# GOAL
Each entry below is to be transcribed exactly.

# GIVEN INFORMATION
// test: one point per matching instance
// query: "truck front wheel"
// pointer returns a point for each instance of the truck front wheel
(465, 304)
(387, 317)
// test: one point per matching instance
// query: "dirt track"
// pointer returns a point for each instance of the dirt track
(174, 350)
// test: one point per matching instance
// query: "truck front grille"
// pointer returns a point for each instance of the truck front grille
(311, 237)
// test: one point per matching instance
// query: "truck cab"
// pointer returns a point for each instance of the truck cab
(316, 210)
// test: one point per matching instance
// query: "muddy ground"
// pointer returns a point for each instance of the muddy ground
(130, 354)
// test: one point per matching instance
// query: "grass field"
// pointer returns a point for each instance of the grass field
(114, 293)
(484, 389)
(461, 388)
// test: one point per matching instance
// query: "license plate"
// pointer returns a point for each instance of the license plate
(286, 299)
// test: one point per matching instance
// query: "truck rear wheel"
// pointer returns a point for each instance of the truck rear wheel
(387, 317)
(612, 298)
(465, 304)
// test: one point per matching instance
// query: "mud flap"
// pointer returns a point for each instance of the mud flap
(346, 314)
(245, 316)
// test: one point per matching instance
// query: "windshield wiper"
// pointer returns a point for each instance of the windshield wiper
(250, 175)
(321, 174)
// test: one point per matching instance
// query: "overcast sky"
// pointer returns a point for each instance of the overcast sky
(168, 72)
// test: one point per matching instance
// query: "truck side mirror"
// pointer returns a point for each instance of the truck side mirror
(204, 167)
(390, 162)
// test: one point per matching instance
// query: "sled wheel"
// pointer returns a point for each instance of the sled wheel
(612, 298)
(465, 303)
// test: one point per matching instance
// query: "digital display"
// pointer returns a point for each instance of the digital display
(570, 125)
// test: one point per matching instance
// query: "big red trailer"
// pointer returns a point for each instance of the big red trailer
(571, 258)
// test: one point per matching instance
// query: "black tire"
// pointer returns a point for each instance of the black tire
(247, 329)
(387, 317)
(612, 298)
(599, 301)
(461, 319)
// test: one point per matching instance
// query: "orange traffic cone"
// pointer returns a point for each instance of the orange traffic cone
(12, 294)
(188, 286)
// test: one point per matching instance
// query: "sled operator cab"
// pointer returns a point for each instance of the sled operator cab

# SOLUTION FOR THIS PROBLEM
// test: one point per matching instance
// query: "truck front wheel"
// pointer returns a point for each instance of the truck front wheel
(465, 304)
(387, 317)
// test: one point per matching instance
// query: "dirt track"
// pointer returns a point for each instance of the dirt track
(174, 350)
// test: one point per matching instance
// query: "truck front grille"
// pointer returns a point for each instance of the truck front grille
(311, 237)
// test: one point per matching instance
// query: "truck cab"
// pointer returns a point for each instance of the truck cab
(316, 210)
// test: one point per matching instance
// query: "muddy ground"
// pointer returns a point for each instance of the muddy ground
(130, 354)
// test: one point per matching instance
// query: "grass field"
// pointer returns a point for each instance of the grass field
(114, 293)
(484, 389)
(461, 388)
// test: one point per matching instance
// query: "license plate"
// pointer returns a point for each instance of the license plate
(286, 299)
// test: one point per matching instance
// query: "truck rear wheel"
// pointer returns a point for each instance of the truck rear wheel
(387, 317)
(612, 298)
(465, 304)
// test: one point per matching instance
// query: "mud flap"
// pointer returns a point for each instance of the mud flap
(346, 314)
(245, 316)
// test: one point per matching instance
// query: "windshield wiper"
// pointer returns a point for each instance of the windshield wiper
(250, 175)
(321, 174)
// test: one point per matching instance
// query: "overcast sky"
// pointer returns a point for each instance of the overcast sky
(168, 72)
// test: one point per matching instance
// query: "truck side mirror"
// pointer returns a point for each instance of the truck side mirror
(204, 167)
(390, 162)
// test: one point per matching instance
// query: "sled wheel"
// pointer returns a point for each instance of the sled wheel
(612, 298)
(465, 303)
// test: one point per matching instance
// query: "digital display"
// pointer returns a point for each instance of the digital display
(570, 125)
// test: one point per matching instance
// query: "big red trailer"
// pointer returns a point for each instance of the big red trailer
(571, 258)
// test: one point per matching instance
// query: "black tire"
// pointer returns a point for each instance of the black tire
(247, 329)
(387, 317)
(612, 298)
(599, 301)
(461, 319)
// test: one point per matching instance
// query: "orange traffic cone"
// pointer returns a point for each instance of the orange traffic cone
(12, 294)
(188, 286)
// test: one point per matching instance
// query: "sled operator cab"
// pointer returns a point for each instance of the sled operator cab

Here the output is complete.